Extracted information
---*---

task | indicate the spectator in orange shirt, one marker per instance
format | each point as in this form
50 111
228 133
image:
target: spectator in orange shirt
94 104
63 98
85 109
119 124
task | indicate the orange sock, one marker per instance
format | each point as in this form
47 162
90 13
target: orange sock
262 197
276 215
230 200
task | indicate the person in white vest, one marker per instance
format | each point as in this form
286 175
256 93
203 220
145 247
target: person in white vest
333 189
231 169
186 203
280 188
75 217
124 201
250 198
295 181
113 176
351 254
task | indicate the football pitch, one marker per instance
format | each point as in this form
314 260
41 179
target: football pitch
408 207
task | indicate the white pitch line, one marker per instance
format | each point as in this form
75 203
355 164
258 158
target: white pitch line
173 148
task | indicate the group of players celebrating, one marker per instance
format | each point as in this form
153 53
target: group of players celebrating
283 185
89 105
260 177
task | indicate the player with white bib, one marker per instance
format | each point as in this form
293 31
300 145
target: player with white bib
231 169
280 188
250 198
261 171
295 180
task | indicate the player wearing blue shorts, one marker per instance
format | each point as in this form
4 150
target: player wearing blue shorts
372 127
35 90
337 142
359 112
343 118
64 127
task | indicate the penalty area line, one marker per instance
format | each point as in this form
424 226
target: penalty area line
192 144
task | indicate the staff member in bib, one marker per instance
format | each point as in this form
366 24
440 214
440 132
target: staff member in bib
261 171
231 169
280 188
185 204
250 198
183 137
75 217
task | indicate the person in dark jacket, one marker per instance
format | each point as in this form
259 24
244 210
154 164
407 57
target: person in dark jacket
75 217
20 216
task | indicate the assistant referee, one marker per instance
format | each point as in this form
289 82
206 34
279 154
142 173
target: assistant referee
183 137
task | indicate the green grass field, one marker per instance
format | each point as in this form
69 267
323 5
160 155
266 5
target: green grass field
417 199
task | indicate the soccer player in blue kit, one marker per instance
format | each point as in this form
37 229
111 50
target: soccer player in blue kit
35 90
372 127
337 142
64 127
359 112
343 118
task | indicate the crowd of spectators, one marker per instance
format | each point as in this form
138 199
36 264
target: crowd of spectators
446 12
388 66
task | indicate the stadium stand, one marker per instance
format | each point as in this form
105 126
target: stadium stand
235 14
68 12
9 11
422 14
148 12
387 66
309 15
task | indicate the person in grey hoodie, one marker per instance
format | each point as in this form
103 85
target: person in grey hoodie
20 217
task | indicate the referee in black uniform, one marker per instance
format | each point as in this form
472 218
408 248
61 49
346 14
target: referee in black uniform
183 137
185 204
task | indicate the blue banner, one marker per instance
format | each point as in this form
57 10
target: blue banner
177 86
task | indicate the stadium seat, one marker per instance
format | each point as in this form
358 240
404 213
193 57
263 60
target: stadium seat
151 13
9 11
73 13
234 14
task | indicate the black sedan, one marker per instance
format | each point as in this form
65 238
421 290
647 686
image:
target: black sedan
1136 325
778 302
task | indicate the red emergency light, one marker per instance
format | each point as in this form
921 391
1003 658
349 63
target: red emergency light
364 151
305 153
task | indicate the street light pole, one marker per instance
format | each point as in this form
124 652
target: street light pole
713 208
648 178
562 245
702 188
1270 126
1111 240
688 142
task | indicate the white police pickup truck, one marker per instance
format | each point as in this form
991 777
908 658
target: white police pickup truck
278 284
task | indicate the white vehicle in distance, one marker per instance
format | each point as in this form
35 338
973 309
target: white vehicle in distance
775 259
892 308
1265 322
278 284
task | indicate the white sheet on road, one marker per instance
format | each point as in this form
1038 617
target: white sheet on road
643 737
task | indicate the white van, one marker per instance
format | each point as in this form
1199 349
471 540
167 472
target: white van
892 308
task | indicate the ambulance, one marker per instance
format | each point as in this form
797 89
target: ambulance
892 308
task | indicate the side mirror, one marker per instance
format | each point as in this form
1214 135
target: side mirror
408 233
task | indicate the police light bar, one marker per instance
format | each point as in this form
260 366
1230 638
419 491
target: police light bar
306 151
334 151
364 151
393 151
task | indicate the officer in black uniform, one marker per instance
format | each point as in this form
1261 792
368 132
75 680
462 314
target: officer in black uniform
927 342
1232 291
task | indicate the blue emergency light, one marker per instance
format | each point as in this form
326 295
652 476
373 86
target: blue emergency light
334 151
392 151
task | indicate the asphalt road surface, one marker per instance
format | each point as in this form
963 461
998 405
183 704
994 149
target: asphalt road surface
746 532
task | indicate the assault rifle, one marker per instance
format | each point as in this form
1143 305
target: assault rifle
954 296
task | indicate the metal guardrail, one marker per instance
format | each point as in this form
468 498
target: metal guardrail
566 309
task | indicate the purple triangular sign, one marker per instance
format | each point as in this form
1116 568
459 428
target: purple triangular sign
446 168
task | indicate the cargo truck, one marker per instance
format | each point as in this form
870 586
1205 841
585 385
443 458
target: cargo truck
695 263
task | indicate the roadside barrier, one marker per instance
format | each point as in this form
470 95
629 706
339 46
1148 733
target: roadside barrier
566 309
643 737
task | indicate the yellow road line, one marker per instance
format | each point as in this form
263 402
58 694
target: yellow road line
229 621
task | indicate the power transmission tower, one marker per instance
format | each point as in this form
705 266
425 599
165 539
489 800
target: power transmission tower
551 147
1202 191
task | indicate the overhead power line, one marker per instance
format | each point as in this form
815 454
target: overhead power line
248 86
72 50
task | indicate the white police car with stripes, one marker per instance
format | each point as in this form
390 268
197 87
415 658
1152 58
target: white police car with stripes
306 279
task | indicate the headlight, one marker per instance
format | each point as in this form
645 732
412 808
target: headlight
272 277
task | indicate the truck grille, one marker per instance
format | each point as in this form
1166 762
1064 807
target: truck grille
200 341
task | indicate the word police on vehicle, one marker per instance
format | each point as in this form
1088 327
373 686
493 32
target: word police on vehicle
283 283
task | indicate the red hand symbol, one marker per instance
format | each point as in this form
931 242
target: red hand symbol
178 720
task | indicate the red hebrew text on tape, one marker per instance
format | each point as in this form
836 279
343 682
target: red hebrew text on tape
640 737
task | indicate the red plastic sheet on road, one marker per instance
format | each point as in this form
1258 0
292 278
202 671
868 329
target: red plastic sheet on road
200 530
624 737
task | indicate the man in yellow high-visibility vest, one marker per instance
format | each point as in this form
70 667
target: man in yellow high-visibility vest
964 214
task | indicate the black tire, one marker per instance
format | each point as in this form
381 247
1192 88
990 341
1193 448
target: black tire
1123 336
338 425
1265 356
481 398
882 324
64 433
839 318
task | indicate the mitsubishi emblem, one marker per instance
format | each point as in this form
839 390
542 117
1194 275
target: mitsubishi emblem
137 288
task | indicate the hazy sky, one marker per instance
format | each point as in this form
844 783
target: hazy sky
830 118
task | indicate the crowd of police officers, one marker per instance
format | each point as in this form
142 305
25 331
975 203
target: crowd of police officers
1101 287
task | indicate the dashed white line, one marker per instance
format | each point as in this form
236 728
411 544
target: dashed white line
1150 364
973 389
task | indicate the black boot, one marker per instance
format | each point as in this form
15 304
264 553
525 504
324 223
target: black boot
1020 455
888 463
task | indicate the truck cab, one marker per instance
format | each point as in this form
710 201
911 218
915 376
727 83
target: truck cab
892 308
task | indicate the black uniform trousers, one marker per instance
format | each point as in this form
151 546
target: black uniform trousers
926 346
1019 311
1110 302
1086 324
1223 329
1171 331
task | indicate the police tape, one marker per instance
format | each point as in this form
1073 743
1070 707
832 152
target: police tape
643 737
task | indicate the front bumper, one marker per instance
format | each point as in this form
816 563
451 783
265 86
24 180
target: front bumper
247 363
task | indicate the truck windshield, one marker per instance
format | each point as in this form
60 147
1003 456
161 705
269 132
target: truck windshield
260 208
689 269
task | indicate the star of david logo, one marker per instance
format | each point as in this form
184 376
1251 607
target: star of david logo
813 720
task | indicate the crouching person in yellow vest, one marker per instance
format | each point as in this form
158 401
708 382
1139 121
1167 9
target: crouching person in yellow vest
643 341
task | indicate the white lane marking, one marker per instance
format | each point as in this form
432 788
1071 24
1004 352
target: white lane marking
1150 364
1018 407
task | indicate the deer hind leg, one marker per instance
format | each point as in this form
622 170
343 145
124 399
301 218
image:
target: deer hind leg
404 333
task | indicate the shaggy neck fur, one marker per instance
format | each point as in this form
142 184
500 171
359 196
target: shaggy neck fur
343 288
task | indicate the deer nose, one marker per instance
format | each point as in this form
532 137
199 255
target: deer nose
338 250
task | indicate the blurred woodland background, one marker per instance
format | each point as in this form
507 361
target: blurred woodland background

---*---

Could you arrange the lines above as a JSON list of strings, one string per line with blank lines left out, starting with the line containing "task | indicate the police tape, one" and going on through the last line of the records?

Output of the task
[
  "task | indicate the police tape, one marker per instance",
  "format | each point as in this form",
  "1073 743",
  "1070 707",
  "832 152",
  "target: police tape",
  "643 737",
  "task | indicate the front bumper, one marker per instance",
  "format | each point as in this form",
  "816 563",
  "451 783",
  "265 86",
  "24 180",
  "target: front bumper",
  "247 363",
  "task | indicate the truck windshield, one marker per instance",
  "format | each point as in this form",
  "60 147",
  "1003 456",
  "161 705",
  "269 132",
  "target: truck windshield",
  "260 208",
  "689 269",
  "task | indicate the star of david logo, one marker per instance",
  "format | each point as in this form",
  "184 376",
  "1251 607",
  "target: star of david logo",
  "813 720",
  "task | indicate the crouching person in yellow vest, one marker per instance",
  "format | each point as in this form",
  "158 401",
  "708 382",
  "1139 121",
  "1167 9",
  "target: crouching person in yellow vest",
  "643 341",
  "task | indicate the white lane marking, one marker per instance",
  "format | each point as in this form",
  "432 788",
  "1071 24",
  "1004 352",
  "target: white lane marking",
  "1150 364",
  "1018 407",
  "task | indicate the deer hind leg, one marker per instance",
  "format | each point as in this form",
  "622 170",
  "343 145",
  "124 399",
  "301 218",
  "image:",
  "target: deer hind leg",
  "404 333",
  "task | indicate the shaggy neck fur, one marker per instance",
  "format | each point as in this form",
  "142 184",
  "500 171",
  "359 196",
  "target: shaggy neck fur",
  "343 288",
  "task | indicate the deer nose, one marker per instance",
  "format | each point as in this form",
  "532 137",
  "199 255",
  "target: deer nose",
  "338 250",
  "task | indicate the blurred woodland background, one marker per instance",
  "format | each point as in this form",
  "507 361",
  "target: blurred woodland background"
]